+++ Input +++

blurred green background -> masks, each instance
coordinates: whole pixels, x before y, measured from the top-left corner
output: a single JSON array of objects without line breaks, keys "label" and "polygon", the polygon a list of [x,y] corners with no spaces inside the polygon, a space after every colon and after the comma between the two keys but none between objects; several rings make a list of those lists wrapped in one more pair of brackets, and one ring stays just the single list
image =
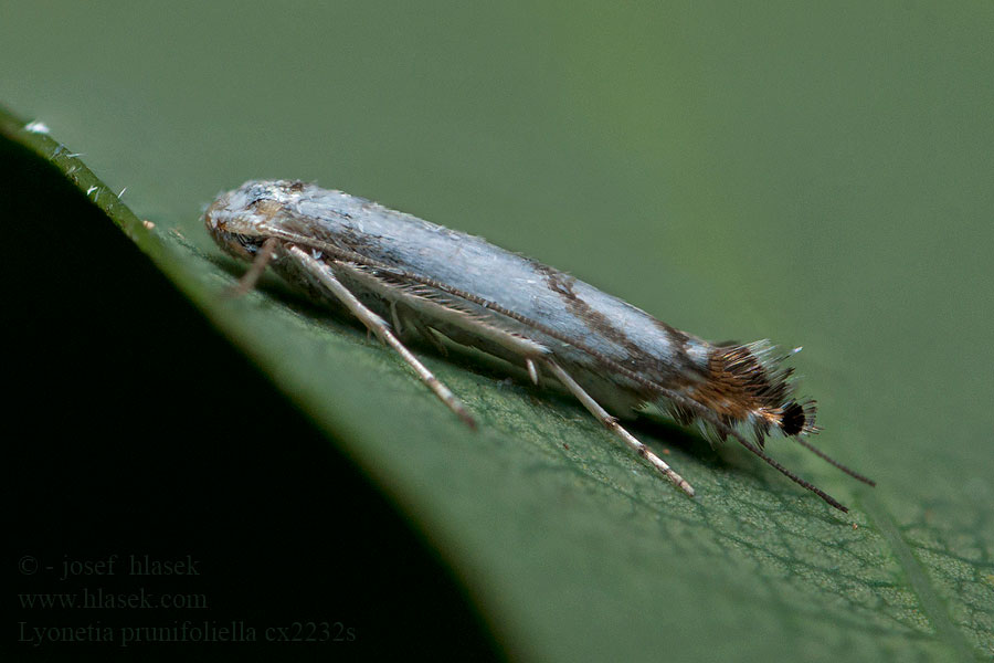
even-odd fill
[{"label": "blurred green background", "polygon": [[[127,187],[139,245],[511,653],[963,659],[994,655],[992,35],[986,1],[4,2],[0,102]],[[772,443],[842,517],[639,429],[691,503],[568,400],[430,358],[469,436],[352,327],[213,296],[199,215],[253,178],[482,234],[705,338],[803,345],[817,442],[879,487]]]}]

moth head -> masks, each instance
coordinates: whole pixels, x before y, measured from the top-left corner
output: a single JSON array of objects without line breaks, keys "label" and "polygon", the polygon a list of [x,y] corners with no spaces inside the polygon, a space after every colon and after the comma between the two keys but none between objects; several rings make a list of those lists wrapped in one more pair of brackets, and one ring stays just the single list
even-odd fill
[{"label": "moth head", "polygon": [[266,223],[278,203],[263,187],[248,182],[218,197],[203,214],[203,224],[226,253],[251,261],[266,241]]}]

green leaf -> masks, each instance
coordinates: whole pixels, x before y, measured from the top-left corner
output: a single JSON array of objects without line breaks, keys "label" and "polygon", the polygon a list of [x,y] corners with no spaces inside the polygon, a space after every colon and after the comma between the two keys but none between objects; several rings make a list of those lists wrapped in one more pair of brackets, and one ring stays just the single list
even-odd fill
[{"label": "green leaf", "polygon": [[[113,188],[25,122],[4,114],[0,131],[88,191],[341,445],[511,654],[994,656],[988,6],[314,11],[160,17],[184,46],[154,85],[144,44],[115,44],[123,76],[52,56],[45,90],[124,78],[116,106],[12,87]],[[138,21],[115,17],[72,23],[103,43]],[[819,445],[879,487],[771,442],[844,516],[744,450],[637,427],[691,501],[520,371],[420,349],[477,417],[470,433],[274,277],[223,296],[241,267],[199,211],[257,177],[319,178],[484,234],[705,337],[803,343]]]}]

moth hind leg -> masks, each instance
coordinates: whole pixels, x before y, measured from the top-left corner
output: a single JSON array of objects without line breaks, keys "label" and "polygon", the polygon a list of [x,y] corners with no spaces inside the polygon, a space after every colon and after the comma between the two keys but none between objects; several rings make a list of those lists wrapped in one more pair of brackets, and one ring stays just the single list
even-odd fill
[{"label": "moth hind leg", "polygon": [[565,387],[570,393],[577,397],[584,408],[594,415],[594,418],[603,423],[612,433],[621,438],[622,442],[625,443],[626,446],[632,449],[635,453],[642,456],[646,462],[648,462],[653,467],[655,467],[663,476],[669,480],[676,487],[681,490],[684,493],[694,497],[694,487],[685,480],[683,476],[673,471],[673,467],[666,464],[666,462],[653,453],[648,446],[646,446],[643,442],[639,442],[632,433],[626,431],[622,425],[617,422],[617,419],[607,413],[607,411],[598,403],[559,364],[549,358],[542,358],[540,360],[542,365],[549,369],[549,371],[556,376],[556,379],[559,380],[563,387]]},{"label": "moth hind leg", "polygon": [[330,295],[334,295],[341,302],[349,313],[359,318],[359,322],[361,322],[367,329],[372,334],[376,334],[377,338],[393,348],[408,366],[417,373],[417,378],[438,397],[438,400],[441,400],[445,407],[452,410],[469,428],[476,428],[476,421],[469,414],[469,411],[466,410],[466,407],[463,406],[462,401],[459,401],[448,387],[442,383],[442,381],[438,380],[438,378],[436,378],[435,375],[400,341],[400,339],[398,339],[393,332],[391,332],[390,325],[388,325],[383,318],[370,311],[349,288],[335,277],[335,274],[327,264],[316,260],[299,246],[289,246],[287,255],[295,260],[303,269],[307,270],[325,288],[327,288]]}]

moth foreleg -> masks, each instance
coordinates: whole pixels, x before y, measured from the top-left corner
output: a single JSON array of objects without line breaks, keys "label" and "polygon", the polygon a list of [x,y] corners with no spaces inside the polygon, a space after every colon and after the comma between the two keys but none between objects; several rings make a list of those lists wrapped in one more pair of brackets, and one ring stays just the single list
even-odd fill
[{"label": "moth foreleg", "polygon": [[353,295],[345,285],[341,284],[335,274],[325,263],[316,260],[299,246],[290,246],[288,255],[296,260],[300,266],[306,269],[314,277],[325,286],[328,292],[345,305],[349,312],[366,325],[366,328],[377,335],[377,337],[391,348],[396,350],[401,358],[406,361],[408,366],[414,369],[417,377],[431,389],[445,406],[455,412],[459,419],[466,422],[470,428],[476,428],[473,417],[463,406],[458,398],[443,385],[438,378],[432,373],[421,361],[417,360],[411,350],[393,335],[390,326],[379,315],[366,307],[356,295]]},{"label": "moth foreleg", "polygon": [[544,358],[541,360],[542,364],[556,376],[556,379],[559,380],[563,387],[570,390],[570,392],[577,397],[583,407],[586,408],[591,414],[593,414],[598,421],[607,427],[611,432],[622,439],[622,441],[632,450],[635,451],[639,456],[648,461],[653,467],[658,470],[663,476],[668,478],[675,486],[685,492],[686,494],[694,497],[694,488],[687,483],[683,476],[673,471],[673,469],[667,465],[663,459],[653,453],[648,446],[644,443],[639,442],[635,439],[632,433],[626,431],[622,425],[617,422],[617,420],[607,413],[604,408],[598,403],[583,388],[574,380],[570,373],[562,369],[556,361],[552,359]]}]

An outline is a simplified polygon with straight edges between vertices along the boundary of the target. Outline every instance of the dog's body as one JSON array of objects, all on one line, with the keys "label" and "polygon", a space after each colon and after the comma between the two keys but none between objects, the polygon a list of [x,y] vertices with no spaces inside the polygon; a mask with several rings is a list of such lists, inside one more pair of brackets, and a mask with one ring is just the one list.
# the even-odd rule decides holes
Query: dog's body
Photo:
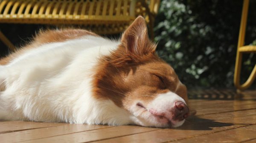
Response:
[{"label": "dog's body", "polygon": [[48,31],[0,60],[0,119],[176,127],[186,87],[155,54],[140,17],[120,41]]}]

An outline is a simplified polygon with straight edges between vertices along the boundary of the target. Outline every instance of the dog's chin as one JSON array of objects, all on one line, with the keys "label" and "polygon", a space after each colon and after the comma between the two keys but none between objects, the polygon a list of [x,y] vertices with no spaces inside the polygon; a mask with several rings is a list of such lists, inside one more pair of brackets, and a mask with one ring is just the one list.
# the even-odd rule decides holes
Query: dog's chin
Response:
[{"label": "dog's chin", "polygon": [[148,118],[137,117],[134,121],[135,124],[147,127],[173,128],[182,126],[185,122],[185,120],[184,119],[181,121],[169,121],[166,119],[159,120],[158,118],[153,116],[151,116]]}]

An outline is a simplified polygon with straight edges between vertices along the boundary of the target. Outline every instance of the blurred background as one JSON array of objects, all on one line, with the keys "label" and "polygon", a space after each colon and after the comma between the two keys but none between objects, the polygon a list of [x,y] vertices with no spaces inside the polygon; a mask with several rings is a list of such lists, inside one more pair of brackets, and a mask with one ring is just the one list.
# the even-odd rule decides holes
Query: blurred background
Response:
[{"label": "blurred background", "polygon": [[[157,52],[190,89],[234,88],[233,75],[243,1],[162,0],[154,22]],[[250,3],[245,45],[256,45],[256,1]],[[16,47],[29,42],[40,29],[54,26],[0,24]],[[104,35],[119,37],[120,34]],[[0,42],[0,56],[9,53]],[[254,53],[243,57],[241,82],[256,63]],[[256,89],[255,81],[250,89]]]}]

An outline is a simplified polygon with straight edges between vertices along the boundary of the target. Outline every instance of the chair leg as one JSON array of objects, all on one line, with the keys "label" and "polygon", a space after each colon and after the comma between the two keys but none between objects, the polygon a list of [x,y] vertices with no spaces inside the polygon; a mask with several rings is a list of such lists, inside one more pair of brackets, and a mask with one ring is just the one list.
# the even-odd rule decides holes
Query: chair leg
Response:
[{"label": "chair leg", "polygon": [[0,31],[0,39],[3,41],[3,42],[5,44],[7,47],[8,47],[12,51],[15,50],[15,46],[12,43],[12,42],[8,39],[3,34],[1,31]]},{"label": "chair leg", "polygon": [[236,87],[239,90],[243,90],[248,88],[253,83],[256,77],[256,64],[249,78],[244,84],[240,84],[241,69],[242,64],[242,53],[238,52],[236,61],[235,73],[234,75],[234,83]]}]

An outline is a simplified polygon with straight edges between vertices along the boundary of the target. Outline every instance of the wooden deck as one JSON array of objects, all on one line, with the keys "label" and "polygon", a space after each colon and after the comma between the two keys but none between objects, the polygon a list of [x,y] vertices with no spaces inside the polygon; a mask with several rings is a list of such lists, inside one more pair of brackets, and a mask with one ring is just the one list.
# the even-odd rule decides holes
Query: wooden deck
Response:
[{"label": "wooden deck", "polygon": [[0,143],[256,143],[256,91],[189,93],[197,114],[178,128],[2,121]]}]

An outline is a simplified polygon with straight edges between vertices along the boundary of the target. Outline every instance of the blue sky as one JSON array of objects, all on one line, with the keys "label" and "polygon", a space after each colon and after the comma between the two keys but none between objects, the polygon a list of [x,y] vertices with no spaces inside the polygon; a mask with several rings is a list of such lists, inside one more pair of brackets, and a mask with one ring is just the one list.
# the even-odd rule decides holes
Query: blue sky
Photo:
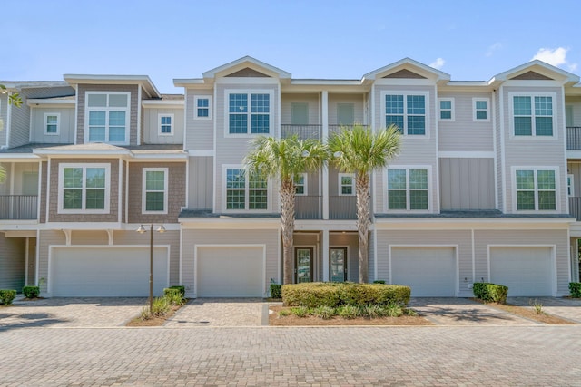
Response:
[{"label": "blue sky", "polygon": [[581,2],[2,0],[0,79],[173,78],[244,55],[293,78],[359,79],[410,57],[456,81],[538,58],[581,73]]}]

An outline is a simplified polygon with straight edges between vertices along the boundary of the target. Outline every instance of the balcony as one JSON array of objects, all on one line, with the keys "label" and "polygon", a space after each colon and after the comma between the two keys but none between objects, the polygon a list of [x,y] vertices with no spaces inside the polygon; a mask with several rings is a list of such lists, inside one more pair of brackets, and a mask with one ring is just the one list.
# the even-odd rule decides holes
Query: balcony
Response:
[{"label": "balcony", "polygon": [[287,138],[297,135],[299,140],[314,139],[320,140],[321,125],[281,125],[281,137]]},{"label": "balcony", "polygon": [[0,219],[34,220],[37,217],[37,195],[0,195]]}]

+++

* _Given instruction_
Count how many lines of the material above contain the string "masks", matching case exactly, and reply with that number alone.

* _Reply_
5